REGISTROS »
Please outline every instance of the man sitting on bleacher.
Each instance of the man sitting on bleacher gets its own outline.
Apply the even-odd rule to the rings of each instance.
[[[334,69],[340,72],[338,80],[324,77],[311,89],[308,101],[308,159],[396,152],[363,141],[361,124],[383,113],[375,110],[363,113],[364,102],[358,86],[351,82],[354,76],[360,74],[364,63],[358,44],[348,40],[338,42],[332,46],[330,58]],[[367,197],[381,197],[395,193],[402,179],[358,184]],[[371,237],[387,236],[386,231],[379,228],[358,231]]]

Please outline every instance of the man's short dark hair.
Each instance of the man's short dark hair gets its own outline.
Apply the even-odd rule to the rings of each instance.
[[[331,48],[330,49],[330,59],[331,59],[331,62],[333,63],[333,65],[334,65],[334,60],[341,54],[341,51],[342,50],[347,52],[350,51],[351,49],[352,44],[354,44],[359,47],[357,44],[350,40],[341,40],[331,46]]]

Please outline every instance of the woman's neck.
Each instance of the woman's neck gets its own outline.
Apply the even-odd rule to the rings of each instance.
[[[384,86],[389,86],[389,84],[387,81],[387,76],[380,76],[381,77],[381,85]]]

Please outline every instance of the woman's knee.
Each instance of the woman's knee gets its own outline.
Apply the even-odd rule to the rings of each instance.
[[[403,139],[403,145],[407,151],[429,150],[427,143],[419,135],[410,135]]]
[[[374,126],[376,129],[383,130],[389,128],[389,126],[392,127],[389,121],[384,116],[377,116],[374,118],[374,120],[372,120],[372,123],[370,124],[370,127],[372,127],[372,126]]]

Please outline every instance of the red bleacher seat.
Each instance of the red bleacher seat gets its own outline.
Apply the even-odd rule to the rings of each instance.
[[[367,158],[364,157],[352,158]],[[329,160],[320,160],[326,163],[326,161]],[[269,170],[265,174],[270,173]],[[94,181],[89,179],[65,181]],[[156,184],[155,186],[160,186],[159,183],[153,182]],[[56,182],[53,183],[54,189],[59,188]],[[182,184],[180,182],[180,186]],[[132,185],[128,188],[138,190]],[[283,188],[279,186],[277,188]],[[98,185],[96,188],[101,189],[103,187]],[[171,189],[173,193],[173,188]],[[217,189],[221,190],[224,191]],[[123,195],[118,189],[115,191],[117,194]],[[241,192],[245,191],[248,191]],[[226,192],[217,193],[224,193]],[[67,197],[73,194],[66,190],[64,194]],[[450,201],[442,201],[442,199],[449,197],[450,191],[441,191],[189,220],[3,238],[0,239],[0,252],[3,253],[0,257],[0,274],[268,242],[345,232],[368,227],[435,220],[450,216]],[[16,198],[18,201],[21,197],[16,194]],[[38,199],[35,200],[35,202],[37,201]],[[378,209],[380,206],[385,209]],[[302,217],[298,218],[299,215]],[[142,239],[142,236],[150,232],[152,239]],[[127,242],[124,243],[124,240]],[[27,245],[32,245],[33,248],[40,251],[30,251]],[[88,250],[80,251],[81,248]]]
...
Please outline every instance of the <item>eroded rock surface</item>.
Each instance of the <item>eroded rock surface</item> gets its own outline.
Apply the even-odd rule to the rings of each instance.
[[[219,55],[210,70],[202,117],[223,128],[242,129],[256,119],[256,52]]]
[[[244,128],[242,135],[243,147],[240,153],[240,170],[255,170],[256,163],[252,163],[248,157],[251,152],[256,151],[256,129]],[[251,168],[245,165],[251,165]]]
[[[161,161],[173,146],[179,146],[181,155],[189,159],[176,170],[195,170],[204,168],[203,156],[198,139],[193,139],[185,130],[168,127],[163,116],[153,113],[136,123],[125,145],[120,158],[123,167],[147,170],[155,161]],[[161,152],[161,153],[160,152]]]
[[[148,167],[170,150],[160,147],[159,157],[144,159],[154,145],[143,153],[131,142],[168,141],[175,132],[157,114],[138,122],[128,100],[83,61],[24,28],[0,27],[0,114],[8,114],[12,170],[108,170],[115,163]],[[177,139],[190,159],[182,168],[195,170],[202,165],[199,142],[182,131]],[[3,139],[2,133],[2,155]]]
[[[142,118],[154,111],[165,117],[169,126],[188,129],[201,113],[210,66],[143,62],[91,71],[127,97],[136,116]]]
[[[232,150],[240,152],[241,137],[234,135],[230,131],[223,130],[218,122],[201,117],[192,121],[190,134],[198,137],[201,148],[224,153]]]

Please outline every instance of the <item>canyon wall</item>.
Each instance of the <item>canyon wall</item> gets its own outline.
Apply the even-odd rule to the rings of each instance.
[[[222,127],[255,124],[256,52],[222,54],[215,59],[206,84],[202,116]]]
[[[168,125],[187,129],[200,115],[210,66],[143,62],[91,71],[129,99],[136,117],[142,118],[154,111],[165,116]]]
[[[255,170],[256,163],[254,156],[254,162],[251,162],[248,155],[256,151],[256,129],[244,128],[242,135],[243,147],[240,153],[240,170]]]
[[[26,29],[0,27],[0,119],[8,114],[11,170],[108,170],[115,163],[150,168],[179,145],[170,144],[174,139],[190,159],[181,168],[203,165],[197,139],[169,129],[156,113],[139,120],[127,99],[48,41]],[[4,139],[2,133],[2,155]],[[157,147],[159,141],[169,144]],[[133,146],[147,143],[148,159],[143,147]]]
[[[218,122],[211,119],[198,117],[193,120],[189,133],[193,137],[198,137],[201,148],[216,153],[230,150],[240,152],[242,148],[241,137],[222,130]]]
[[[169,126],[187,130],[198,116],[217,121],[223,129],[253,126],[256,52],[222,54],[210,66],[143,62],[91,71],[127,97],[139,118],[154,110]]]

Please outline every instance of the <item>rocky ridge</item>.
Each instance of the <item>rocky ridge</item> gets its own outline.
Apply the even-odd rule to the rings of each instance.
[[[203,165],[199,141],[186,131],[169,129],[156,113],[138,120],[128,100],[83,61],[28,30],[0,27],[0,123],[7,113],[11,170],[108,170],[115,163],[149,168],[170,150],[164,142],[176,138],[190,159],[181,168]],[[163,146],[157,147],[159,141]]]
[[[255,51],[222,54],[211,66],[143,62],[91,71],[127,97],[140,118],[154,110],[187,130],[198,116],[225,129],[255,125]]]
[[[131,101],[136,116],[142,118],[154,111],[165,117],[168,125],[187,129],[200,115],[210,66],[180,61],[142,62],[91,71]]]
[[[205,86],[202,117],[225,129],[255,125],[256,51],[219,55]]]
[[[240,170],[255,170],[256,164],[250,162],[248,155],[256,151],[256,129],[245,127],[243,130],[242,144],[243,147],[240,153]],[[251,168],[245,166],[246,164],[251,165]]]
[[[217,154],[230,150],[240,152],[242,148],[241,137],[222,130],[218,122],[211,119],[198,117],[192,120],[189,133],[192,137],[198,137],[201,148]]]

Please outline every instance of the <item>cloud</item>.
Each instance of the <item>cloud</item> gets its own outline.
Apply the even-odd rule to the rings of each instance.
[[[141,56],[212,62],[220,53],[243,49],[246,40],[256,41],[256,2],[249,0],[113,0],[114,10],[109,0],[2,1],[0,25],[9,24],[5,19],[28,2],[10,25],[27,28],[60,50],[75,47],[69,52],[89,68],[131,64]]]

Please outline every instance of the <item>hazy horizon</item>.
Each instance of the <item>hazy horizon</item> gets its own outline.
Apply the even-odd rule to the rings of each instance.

EXERCÍCIO PROPOSTO »
Reproduza apenas o trecho dos registros que começa na linha que contém "Please outline every instance of the <item>rocky" e termina na linha que contém "[[[205,86],[202,117],[225,129],[255,125],[256,51],[219,55]]]", com ambas incluídas. Mantenha todas as linhas desse trecho, inclusive as que não são respostas, e some 26 a cada coordenada das respostas.

RESPOSTA DA TAREFA »
Please outline every instance of the <item>rocky ridge</item>.
Each instance of the <item>rocky ridge</item> gets its own outline.
Apply the even-odd rule to the rings of each instance.
[[[229,191],[225,167],[212,157],[195,155],[182,139],[164,146],[154,126],[109,87],[54,56],[26,53],[26,149],[33,139],[37,196],[134,196],[141,189],[175,194],[196,176],[190,168],[202,164],[216,185],[207,194]],[[189,172],[183,173],[185,167]]]
[[[281,77],[248,80],[237,92],[169,88],[117,97],[153,123],[166,144],[180,136],[213,156],[224,142],[251,155],[281,151]]]
[[[157,127],[162,142],[168,144],[180,137],[191,143],[194,151],[213,155],[226,141],[236,92],[206,87],[168,88],[117,97]]]
[[[231,112],[228,143],[251,155],[281,151],[282,77],[245,81]]]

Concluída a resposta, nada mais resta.